▸ **PROBLEM**:
Return all of the data that follows precisely, leaving every image out.
START DATA SECTION
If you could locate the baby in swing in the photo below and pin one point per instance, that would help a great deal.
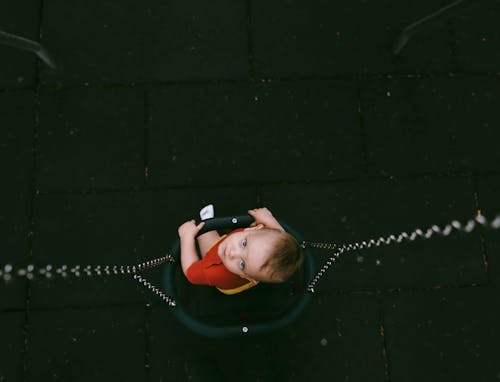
(263, 252)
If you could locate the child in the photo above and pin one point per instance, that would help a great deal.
(237, 261)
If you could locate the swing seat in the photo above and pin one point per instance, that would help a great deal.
(260, 309)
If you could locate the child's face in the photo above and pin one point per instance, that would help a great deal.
(244, 253)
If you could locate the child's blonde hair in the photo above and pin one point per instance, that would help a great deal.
(286, 257)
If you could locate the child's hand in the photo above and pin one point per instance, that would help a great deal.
(189, 229)
(264, 216)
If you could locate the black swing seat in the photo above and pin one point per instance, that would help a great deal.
(261, 309)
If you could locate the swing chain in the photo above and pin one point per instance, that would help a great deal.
(8, 272)
(454, 225)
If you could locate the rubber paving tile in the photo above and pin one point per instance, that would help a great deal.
(88, 344)
(431, 125)
(291, 37)
(16, 162)
(115, 229)
(11, 332)
(443, 335)
(235, 133)
(352, 212)
(343, 344)
(477, 37)
(18, 67)
(171, 41)
(91, 138)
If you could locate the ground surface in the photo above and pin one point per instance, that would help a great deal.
(159, 107)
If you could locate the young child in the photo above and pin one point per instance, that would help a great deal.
(263, 252)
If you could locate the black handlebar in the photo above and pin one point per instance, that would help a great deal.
(232, 222)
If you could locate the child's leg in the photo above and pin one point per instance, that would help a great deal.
(206, 240)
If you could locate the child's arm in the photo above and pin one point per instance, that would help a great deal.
(264, 216)
(187, 234)
(206, 240)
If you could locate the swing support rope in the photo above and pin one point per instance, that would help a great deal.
(341, 249)
(8, 272)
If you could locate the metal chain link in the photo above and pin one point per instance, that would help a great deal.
(9, 272)
(454, 225)
(154, 289)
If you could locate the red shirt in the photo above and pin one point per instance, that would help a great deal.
(210, 270)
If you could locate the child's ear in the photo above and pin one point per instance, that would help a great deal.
(254, 282)
(258, 226)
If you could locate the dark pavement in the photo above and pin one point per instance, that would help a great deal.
(159, 107)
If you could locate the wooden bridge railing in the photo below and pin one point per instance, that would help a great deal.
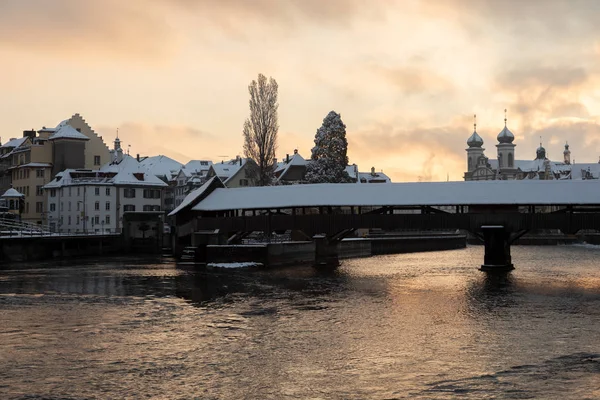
(334, 223)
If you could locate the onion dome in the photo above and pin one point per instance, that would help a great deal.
(505, 136)
(475, 140)
(540, 153)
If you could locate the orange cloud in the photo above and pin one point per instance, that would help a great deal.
(85, 30)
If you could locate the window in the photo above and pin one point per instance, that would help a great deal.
(151, 194)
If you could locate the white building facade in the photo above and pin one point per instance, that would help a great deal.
(507, 167)
(84, 201)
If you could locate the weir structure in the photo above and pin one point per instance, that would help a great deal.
(497, 212)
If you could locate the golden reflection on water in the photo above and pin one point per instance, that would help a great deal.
(403, 326)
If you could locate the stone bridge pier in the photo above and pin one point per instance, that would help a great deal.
(497, 242)
(326, 252)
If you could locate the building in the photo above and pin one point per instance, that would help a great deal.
(507, 167)
(234, 173)
(11, 204)
(292, 170)
(84, 200)
(166, 169)
(34, 160)
(6, 151)
(190, 177)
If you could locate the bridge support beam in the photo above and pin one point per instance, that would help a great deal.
(326, 253)
(497, 249)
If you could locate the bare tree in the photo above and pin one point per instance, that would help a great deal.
(260, 129)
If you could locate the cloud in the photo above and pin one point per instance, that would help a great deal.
(180, 142)
(411, 154)
(415, 80)
(75, 28)
(530, 21)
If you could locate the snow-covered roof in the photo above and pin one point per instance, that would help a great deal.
(161, 165)
(68, 132)
(376, 176)
(579, 170)
(195, 166)
(553, 192)
(14, 142)
(12, 193)
(296, 160)
(555, 167)
(227, 170)
(33, 165)
(127, 172)
(193, 195)
(352, 170)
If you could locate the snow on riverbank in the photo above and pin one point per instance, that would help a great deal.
(234, 265)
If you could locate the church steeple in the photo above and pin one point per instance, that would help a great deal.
(567, 154)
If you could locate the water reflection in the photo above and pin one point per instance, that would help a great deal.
(423, 325)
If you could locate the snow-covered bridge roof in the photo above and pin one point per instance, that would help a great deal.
(552, 192)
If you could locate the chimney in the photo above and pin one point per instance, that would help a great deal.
(30, 134)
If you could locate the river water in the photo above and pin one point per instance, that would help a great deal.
(423, 325)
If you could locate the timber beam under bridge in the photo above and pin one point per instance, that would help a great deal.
(496, 211)
(498, 230)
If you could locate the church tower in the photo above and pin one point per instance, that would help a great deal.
(506, 152)
(567, 154)
(475, 150)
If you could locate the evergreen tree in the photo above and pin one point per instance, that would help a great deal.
(329, 156)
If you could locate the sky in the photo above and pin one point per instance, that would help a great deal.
(406, 76)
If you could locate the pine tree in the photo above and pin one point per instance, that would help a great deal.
(329, 156)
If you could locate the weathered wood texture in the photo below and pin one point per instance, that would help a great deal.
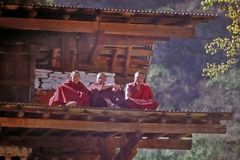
END DATA SECTION
▸ **SOLUTION TO THIS EXERCISE**:
If you could locate the baby in swing in the photo below and pin one point per instance, that would help a great deal.
(263, 252)
If you could locate the child in the photo above and pin one point per instance, that would help a great deal.
(237, 261)
If you could locate the swing seat in the photo above and pin one point per instance, that would help a great deal.
(260, 309)
If you could locate the child's face in the photo above and pin one point per instance, that would help a great deal.
(244, 253)
If you could locate the child's blonde hair in the photo above and pin one point per instance, that would help a great deal.
(286, 257)
If you could locate the child's hand in the photo above and pin one point per instance, that would help a great deal.
(189, 229)
(264, 216)
If you could locate the black swing seat in the photo above and pin one point per instance, that would help a great deal.
(261, 309)
If you could locate the swing chain in the photo above and pin one point per instance, that would help a great deal.
(8, 272)
(454, 225)
If you could locate the rubber paving tile in the photo above and pin one point per instance, that would help a great deal.
(88, 344)
(431, 125)
(291, 37)
(16, 162)
(115, 229)
(11, 332)
(443, 335)
(235, 133)
(352, 212)
(343, 344)
(477, 37)
(18, 67)
(171, 41)
(91, 138)
If you could locate the ground surface in the photo above and pin one point per instance, that would help a great deal.
(159, 107)
If you could locate the young child in the photo above and pin one point per instance, that would help a great deal.
(263, 252)
If you could locate the black handlebar in the photo above and pin one point per instance, that would help a great deal.
(232, 222)
If you could locate the child's leg in the photo above and pin one point per instance, that would help a great deal.
(206, 240)
If you could locate the child's arm in the photo above and pin one point per instance, that would help a great deal.
(264, 216)
(187, 234)
(206, 240)
If you could locate the swing support rope in the photo above and pin one point per instance, that would help a great deal.
(341, 249)
(8, 272)
If you could locate the metal chain link in the photo above and pin one point per instance, that would help a great deal.
(9, 272)
(454, 225)
(154, 289)
If you could locate the red shirt in the photo above and pin one point per instance, that would help a great deal.
(210, 270)
If you could locate the child's ear in the photo above and pin one point per instance, that would help a great deal.
(254, 282)
(258, 226)
If you could locate the dark pavement in the photo above and pin one point per instance, that would help a great deal.
(159, 107)
If you could locate the wooden bridge railing in the photo below and pin one point per instance, that would help a great deal.
(334, 223)
If you could locate the onion dome in the photo above and pin one point per instance, that would help a great deal.
(505, 136)
(475, 140)
(540, 153)
If you could locate the orange cloud in the photo above and pin one point per instance, that would help a great deal.
(85, 30)
If you could locate the window in the photo above and pin one point per instance, that would help a great deal.
(151, 194)
If you could locate the white building facade in the photo above and pin one point per instance, that would help a great deal.
(507, 167)
(84, 201)
If you could locate the weir structure in the photo above and pin one point per instance, that would help a great deal.
(497, 212)
If you could locate the golden reflection on water in the photo above and pin one point per instance, that would help a great deal.
(403, 326)
If you could locate the stone bridge pier in the photo above and pin one point per instance, that would help a great deal.
(497, 242)
(326, 252)
If you could locate the building in the photo above and pin one point per instance, that would help a great deal.
(507, 167)
(234, 173)
(11, 204)
(292, 170)
(84, 200)
(166, 169)
(34, 160)
(6, 151)
(190, 177)
If you could locate the bridge support beam in the photo above and pin one point per instance, that would help a great deal.
(326, 253)
(497, 249)
If you could locate the bare tree in the photo above and pin one point per instance, that would help a great deal.
(260, 129)
If you could locate the cloud in the photo above and pin one point per instance, that would help a great deal.
(180, 142)
(411, 154)
(415, 80)
(75, 28)
(530, 21)
If you could locate the snow-covered roof in the photo above and pin one point per instance, that would help a great deal.
(161, 165)
(68, 132)
(376, 176)
(579, 170)
(195, 166)
(553, 192)
(14, 142)
(12, 193)
(296, 160)
(555, 167)
(227, 170)
(33, 165)
(127, 172)
(193, 195)
(352, 170)
If you could locate the snow on riverbank in the photo above and pin one point per instance, that would help a great deal.
(234, 265)
If you could locate the church steeple in the photo above and pin one point per instance, that would help a great deal.
(567, 154)
If you could locate the water reflection in the photo above and pin one point per instance, that would help a great deal.
(423, 325)
If you could locate the snow-covered bridge roof in the photo above and pin one point per instance, that would help a great deal.
(552, 192)
If you could locate the chimney in the photo above and pin one point per instance, that would help a great deal.
(30, 134)
If you could locate the river water in the photo above and pin one point per instance, that would help a great deal.
(423, 325)
If you could locate the timber beam under bridge in the photo above and pin one point per instance, that would help a great deal.
(496, 211)
(498, 230)
If you could locate the church tower in the photo above and pin one point per instance, that would help a great deal.
(506, 152)
(567, 154)
(475, 150)
If you could locate the evergreen tree in the photo above and pin one point per instance, that would help a great deal.
(329, 156)
If you could locate the sky in the photo above and pin one point per instance, that would help a great deal.
(406, 76)
If you could locate the pine tree in the photo above and pin one point per instance, that would help a great deal.
(329, 156)
If you could locate the weathered wood texture in the photo below and pin one point per instance, that would help a great deal.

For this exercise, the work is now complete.